- **Текст для чтения**:

|---|

Выходит, что слово, взятое само по себе, в отдельности от других слов, вне фразы‑предложения может оказаться совсем непонятным для нас. И наоборот, каждое новое предложение, новый кусок живой речи иной раз способны дать нам понятие о таком значении хорошо известного слова, о котором мы и не догадывались.

Вот почему и приходится на одно слово делать не одну, а много выписок. Не слишком много, чтобы они не заполняли собой и без того обильный «музей слов», но и не слишком мало; иначе многие и, быть может, очень важные значения этого слова останутся непонятными и незамеченными. Иначе говоря, тут‑то и обнаруживается сходство нашего «музея слов» с зоологическим музеем. Там ученые стараются размещать чучела животных в их природной обстановке вовсе не красоты ради, а для того, чтобы можно было правильнее и полнее судить об их особенностях, о том, для чего, скажем, тигру нужна его пестрая раскраска или дятлу упругий жесткий хвост. И здесь языковеды тоже стремятся воссоздать естественные условия, в которых живут слова нашей речи: они ведь никогда не встречаются нам «сами по себе»; они всегда показываются в живой связи с другими словами, мелькают в хороводах предложений, в сложной перекличке с другими своими собратьями,

Теперь этот вопрос, мне кажется, выяснен. Остались другие: как составляются такие коллекции, откуда берутся их карточки, какую работу над ними ведут? Тут нам придется принять в расчет, что, как мы уже говорили, все это может меняться в зависимости от того, с каким именно словесным материалом, с какими потоками могучей реки русского языка мы имеем дело, какую ставим перед собою цель.

В МИРЕ ДАВНО ОТЗВУЧАВШИХ СЛОВ

Представьте себе, что вы историк, занятый чтением старинных рукописей. В грамоте одного из тверских монастырей, помеченной концом XVI века, вам попадается непонятная строчка:

"...и была та земля ране монастырская, и брана на посад под веденцы...  "

Что может это значить? Слова «земля», «посад», «брана», «монастырская» понятны. Но что такое «веденцы»? Из одного предложения не выяснишь не только смысла нового слова, но даже ка´к оно звучит в именительном падеже единственного числа: «ведене´ц», как «бубене´ц» или «огуре´ц», «ве´денца», как «у´лица», «гу´сеница», или «веденца´» — вроде «пыльца´», «грязца´». А может быть, еще и «веде´нца».

Еще хуже со значением слова: может быть, эти «веденцы», под которые заняли монастырскую землю, — овощи; действительно, что‑то вроде огурцов или капорцев? А может статься, они строения или сооружения наподобие прудов — «копанцев», или просто растения как «саженцы»? Непонятно! Можно, вероятно, порывшись в древних рукописях, найти более ясный отрывок, содержащий это же слово; но для этого надо перерыть сотни старых грамот, книг, документов без большой надежды скоро наткнуться на него. Это, конечно, немыслимо.

|---|

- **Фрагмент набора данных**:
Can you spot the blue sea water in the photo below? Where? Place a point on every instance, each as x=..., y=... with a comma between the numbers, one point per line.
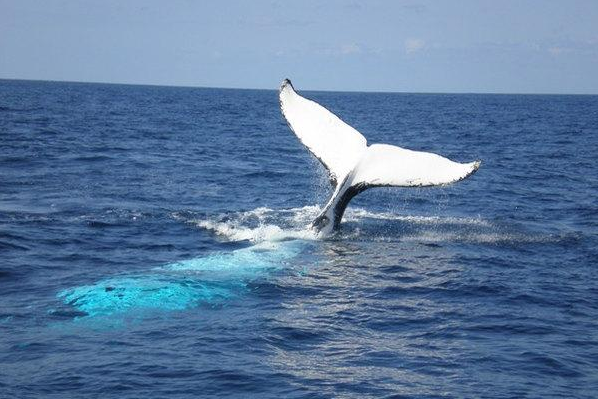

|---|

- **Задания**:
1: Ответь на вопросы по отрывку о «музее слов»:
(a) С каким музеем автор сравнивает «музей слов»?
(b) Каким временем помечена грамота тверского монастыря?
(c) Какие слова из строчки этой грамоты названы понятными?
2: Перепиши из отрывка о «музее слов» фрагмент от слов «Теперь этот вопрос, мне» до слов «перед собою цель.» включительно.
3: Продолжи отрывок о «музее слов» после его последнего предложения.

- **Ответы по заданиям**:
1:
(a) С зоологическим музеем.
(b) Концом XVI века.
(c) «Земля», «посад», «брана», «монастырская».

2:
Теперь этот вопрос, мне кажется, выяснен. Остались другие: как составляются такие коллекции, откуда берутся их карточки, какую работу над ними ведут? Тут нам придется принять в расчет, что, как мы уже говорили, все это может меняться в зависимости от того, с каким именно словесным материалом, с какими потоками могучей реки русского языка мы имеем дело, какую ставим перед собою цель.

3:
Было бы очень печально, если бы не существовало «музеев слов». Вы идете в один из них, — скажем, в наш, ленинградский, — в картотеку словарного отдела Института языкознания. Древнерусскому языку отведено в ней полтора миллиона карточек. Вы заглядываете в них и с благодарностью видите: опытные охотники за старыми словами давно проделали за вас нужную работу: они собрали целый букет примеров на заинтересовавшее вас слово. Читаем их подряд.

Первая карточка ничего нового не дает: "Взято с пермской земли двадцать веденцов  ..." Тут это слово может значить что угодно. Вторая тоже помогает мало: "Дал вклад Кузьма Устюженский веденец  кафтан бархатный черный пуговицы золотые..."

Ясно одно: в именительном падеже единственного числа наше слово звучит как «ве´дене´ц», оно мужского рода. Но предки наши писали не всегда тщательно; к знакам препинания либо вовсе не прибегали, либо расставляли их каждый по‑своему. Как понять: кафтан, что ли, назывался веденцом, или же это звание самого «вкладчика» (жертвователя), Устюженского Кузьмы? Туманно. Но, открыв третью карточку, мы с облегчением читаем:

"...а на том месте — лавка Якимки, московского веденца  ..." Победа! Выяснено твердо: «ве´дене´ц» — человек. Но какой? Означает ли слово это профессию (может быть, он «кузне´ц», «купе´ц»?), характеристику («глупе´ц», «сорване´ц») или еще что‑нибудь? Сказать трудно.

Еще и еще перебираете вы карточки, радуясь тому, что их так много, и, наконец, натыкаетесь на то, что вам нужно:

"...Осипко Осипов с братом по государеву указу приведены  в Новгород в веденцах  и помогу взяли из казны и, не хотя быть в тягле, заложились у митрополита..."

Вот теперь, если вы историк, перед вами нарисовалась целая яркая картина древней жизни. В те далекие времена существовали на Руси полусвободные переселенцы. Их направляли на пустынные окраины, выдавая на обзаведение ссуды из казны. Эти веде´нцы´, или све´денцы´, становились людьми «тяглыми», подневольными; чтобы выкупиться из царской кабалы, им приходилось закладывать себя самих, точно вещи в ломбарде, у какого‑нибудь богатея. Так и Осипко заложил себя и брата митрополиту.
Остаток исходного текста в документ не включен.